------ EXCERPTED RECORDS

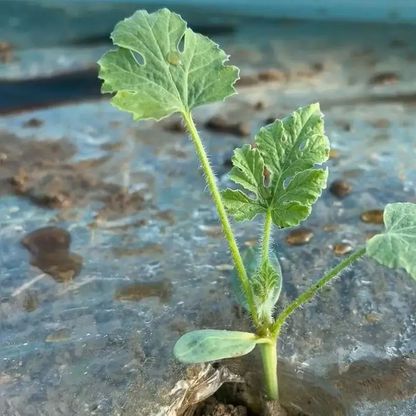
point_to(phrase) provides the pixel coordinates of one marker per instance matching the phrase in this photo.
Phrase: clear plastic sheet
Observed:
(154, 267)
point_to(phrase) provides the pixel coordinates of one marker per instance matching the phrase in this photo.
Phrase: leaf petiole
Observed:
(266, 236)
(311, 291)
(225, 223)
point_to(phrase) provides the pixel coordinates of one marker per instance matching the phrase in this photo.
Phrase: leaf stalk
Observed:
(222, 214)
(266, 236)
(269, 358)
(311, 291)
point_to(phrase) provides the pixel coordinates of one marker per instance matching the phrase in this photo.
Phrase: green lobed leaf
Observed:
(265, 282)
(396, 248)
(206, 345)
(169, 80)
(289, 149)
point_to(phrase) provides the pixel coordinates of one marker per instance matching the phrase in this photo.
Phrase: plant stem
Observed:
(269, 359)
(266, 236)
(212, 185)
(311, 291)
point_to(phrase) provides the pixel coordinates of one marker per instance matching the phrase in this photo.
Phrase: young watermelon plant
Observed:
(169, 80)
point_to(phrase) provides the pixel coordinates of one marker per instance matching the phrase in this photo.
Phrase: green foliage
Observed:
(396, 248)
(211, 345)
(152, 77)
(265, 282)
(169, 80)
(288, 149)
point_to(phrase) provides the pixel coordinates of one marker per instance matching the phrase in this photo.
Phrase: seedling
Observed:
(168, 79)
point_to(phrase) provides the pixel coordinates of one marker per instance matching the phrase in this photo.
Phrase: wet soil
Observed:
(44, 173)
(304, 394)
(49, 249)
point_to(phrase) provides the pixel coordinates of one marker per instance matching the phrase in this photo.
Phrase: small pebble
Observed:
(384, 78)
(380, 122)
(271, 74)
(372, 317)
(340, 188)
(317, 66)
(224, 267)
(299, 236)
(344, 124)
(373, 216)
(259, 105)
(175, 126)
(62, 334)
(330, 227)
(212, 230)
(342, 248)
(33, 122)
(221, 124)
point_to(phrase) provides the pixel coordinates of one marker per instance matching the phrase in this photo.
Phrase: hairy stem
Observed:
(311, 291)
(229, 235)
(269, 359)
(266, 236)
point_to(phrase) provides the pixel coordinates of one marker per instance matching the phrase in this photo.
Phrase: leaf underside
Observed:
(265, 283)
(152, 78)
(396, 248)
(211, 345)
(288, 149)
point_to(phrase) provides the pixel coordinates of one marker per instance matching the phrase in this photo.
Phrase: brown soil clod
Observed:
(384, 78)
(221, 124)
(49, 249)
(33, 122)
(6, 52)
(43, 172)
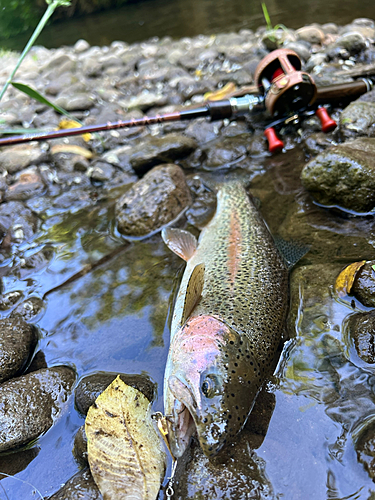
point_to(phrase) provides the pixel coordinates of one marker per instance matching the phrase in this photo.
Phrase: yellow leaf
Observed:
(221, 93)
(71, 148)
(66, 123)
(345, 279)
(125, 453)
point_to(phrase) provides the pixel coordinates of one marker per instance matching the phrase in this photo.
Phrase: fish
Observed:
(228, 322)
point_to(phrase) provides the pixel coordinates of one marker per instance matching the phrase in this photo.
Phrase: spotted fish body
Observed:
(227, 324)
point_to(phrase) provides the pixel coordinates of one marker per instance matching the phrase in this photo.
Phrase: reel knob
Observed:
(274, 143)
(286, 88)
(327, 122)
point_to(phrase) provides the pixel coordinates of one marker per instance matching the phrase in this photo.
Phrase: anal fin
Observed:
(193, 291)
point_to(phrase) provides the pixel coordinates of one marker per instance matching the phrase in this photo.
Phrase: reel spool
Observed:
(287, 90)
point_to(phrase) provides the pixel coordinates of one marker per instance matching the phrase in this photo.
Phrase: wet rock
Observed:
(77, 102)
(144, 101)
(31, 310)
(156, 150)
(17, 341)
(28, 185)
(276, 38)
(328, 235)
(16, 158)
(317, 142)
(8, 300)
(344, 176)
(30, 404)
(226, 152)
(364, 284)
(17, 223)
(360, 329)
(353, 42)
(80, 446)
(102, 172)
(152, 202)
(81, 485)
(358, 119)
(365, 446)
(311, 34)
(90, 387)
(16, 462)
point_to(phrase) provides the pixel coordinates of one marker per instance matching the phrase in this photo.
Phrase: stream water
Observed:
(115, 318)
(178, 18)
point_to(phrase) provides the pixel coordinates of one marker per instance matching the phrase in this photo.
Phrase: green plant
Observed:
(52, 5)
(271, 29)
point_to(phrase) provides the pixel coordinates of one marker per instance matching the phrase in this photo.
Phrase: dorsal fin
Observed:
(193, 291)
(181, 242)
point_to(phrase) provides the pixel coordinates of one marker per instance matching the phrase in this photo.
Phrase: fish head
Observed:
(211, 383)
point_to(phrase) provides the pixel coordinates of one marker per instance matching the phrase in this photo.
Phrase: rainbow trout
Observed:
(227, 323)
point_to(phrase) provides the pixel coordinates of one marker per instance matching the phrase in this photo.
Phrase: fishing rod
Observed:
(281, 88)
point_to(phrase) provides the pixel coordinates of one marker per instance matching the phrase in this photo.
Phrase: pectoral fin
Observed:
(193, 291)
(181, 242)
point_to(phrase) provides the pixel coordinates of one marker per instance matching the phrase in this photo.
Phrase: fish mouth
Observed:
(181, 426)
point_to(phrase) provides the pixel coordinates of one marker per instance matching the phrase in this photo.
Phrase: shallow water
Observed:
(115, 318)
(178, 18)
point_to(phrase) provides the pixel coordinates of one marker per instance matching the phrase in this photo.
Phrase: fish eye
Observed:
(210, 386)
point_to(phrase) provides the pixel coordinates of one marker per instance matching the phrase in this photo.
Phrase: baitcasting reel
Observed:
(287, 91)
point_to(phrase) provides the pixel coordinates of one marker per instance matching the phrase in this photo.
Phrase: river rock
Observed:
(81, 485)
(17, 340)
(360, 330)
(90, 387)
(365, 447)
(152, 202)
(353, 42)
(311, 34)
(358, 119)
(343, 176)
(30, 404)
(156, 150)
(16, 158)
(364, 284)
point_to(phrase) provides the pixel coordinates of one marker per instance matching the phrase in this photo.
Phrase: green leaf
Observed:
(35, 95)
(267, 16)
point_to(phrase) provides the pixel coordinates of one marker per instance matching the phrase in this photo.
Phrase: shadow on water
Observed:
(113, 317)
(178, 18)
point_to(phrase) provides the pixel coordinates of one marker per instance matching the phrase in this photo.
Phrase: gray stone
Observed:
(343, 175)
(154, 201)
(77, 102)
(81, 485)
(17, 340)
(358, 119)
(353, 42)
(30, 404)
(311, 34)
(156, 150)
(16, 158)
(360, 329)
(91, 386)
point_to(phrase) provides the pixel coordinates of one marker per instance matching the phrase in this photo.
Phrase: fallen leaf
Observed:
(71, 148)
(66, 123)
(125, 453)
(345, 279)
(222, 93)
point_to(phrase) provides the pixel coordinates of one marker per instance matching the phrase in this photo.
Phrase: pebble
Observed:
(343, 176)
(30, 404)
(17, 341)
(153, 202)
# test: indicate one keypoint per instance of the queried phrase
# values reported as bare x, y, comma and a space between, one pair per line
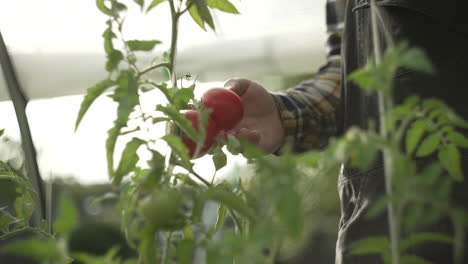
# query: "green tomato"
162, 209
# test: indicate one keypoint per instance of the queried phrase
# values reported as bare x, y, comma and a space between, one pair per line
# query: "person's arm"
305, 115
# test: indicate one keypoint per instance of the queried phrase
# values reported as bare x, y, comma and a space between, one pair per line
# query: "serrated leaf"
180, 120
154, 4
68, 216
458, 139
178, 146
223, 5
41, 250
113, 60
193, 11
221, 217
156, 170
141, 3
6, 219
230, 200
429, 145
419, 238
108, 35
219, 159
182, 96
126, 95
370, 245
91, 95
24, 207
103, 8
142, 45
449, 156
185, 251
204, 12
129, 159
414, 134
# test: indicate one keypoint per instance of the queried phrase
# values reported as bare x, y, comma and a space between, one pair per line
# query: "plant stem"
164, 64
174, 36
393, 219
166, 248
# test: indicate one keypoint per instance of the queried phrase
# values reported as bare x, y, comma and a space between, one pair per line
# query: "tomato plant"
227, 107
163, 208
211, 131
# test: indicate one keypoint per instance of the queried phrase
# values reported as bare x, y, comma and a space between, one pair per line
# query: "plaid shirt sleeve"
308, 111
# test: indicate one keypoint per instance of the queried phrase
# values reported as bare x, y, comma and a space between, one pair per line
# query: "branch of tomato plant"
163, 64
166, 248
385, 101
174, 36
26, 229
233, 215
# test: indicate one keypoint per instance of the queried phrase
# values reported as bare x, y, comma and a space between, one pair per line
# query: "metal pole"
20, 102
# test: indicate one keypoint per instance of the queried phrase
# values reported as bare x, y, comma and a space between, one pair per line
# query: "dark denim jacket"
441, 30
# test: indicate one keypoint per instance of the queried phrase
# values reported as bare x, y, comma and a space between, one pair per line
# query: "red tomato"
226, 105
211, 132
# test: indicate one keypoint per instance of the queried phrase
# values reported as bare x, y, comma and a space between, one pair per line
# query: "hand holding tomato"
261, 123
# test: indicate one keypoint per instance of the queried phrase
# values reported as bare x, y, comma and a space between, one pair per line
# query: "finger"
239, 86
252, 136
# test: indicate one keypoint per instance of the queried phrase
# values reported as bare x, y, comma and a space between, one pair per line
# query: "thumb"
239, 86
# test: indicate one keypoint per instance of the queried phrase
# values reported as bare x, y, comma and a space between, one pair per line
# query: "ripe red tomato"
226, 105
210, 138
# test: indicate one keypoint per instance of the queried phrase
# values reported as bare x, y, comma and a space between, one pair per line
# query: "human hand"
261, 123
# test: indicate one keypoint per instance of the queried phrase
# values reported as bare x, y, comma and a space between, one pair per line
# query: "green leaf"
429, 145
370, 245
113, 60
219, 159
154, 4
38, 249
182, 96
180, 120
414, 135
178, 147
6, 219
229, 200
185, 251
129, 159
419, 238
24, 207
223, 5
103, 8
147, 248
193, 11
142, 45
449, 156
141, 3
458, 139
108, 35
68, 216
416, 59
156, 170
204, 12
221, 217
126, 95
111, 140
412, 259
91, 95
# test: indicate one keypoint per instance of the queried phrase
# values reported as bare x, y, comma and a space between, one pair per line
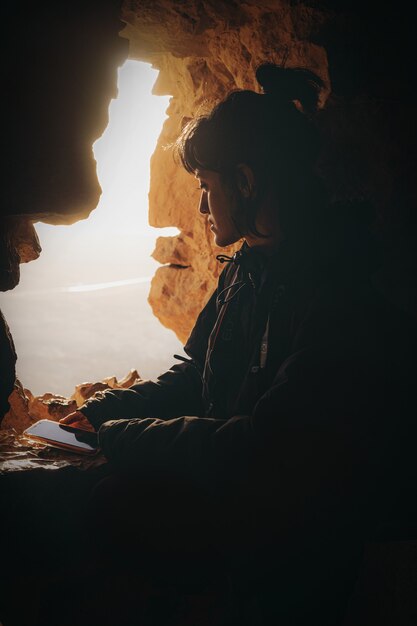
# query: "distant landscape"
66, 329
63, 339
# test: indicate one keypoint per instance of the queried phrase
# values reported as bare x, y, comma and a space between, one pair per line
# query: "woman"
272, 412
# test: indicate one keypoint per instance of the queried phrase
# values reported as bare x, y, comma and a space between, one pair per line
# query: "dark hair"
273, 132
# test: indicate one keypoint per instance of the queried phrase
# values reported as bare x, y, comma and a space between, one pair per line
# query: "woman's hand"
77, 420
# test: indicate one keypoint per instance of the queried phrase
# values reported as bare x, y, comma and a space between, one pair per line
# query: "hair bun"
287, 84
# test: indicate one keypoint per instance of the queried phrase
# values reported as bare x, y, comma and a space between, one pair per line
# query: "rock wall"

------------

-- PROBLEM DESCRIPTION --
An exact copy is needed of the stretch above that opens with the line containing "Phrase: leaf stalk" and closes with the line containing "Phrase: yellow leaf"; the pictures are not part of it.

-- EXERCISE SOLUTION --
Phrase: leaf stalk
Observed:
(222, 214)
(266, 236)
(269, 358)
(311, 291)
point_to(phrase) provides the pixel coordinates of one marker per instance matching the phrase in this photo.
Phrase: green lobed leaf
Observed:
(265, 282)
(396, 248)
(206, 345)
(169, 80)
(289, 149)
point_to(phrase) provides the pixel coordinates of one marker per instance matching the phrase in this photo.
Phrase: plant stem
Observed:
(269, 359)
(266, 236)
(212, 185)
(311, 291)
point_to(phrase) provides the pixel coordinates of one marker per instance matching the phrase in this photo.
Phrase: young watermelon plant
Observed:
(169, 80)
point_to(phrase) provides the pixel coordinates of one marker per instance matching the phrase in this photo.
Phrase: green foliage
Observed:
(396, 248)
(211, 345)
(152, 77)
(265, 282)
(169, 80)
(288, 149)
point_to(phrase) provides the pixel coordinates of one marker per instance matching the phrase in this photo.
Phrase: seedling
Observed:
(168, 79)
point_to(phrase) provides the pixel coordinates of one marker per instance matching the phrase in this photo.
Phrase: wet soil
Observed:
(44, 173)
(304, 394)
(49, 249)
point_to(phrase) provides the pixel coordinates of one marker per instance matching the phrase in this photo.
Phrase: small pebble
Observed:
(384, 78)
(380, 122)
(271, 74)
(372, 317)
(340, 188)
(317, 66)
(224, 267)
(299, 236)
(344, 124)
(373, 216)
(259, 105)
(175, 126)
(62, 334)
(330, 227)
(212, 230)
(342, 248)
(33, 122)
(221, 124)
point_to(phrase) provides the pixel coordinates of one marker per instance matching the phrase in this photo.
Phrase: hairy stem
Observed:
(311, 291)
(229, 235)
(269, 359)
(266, 236)
point_to(phrase) provides the pixel coordinates of one marker per instance matching the phrase in this photo.
Phrase: leaf underside
Observed:
(265, 283)
(152, 78)
(396, 248)
(211, 345)
(288, 149)
point_to(phrase) provides the pixel coordinates of one marker per instance matching the phrase in this photo.
Phrase: brown soil clod
Observed:
(384, 78)
(221, 124)
(49, 249)
(33, 122)
(6, 52)
(43, 172)
point_to(phrase) provides the pixel coordinates of one marker per instance matching the phrase in this photo.
Phrase: yellow leaf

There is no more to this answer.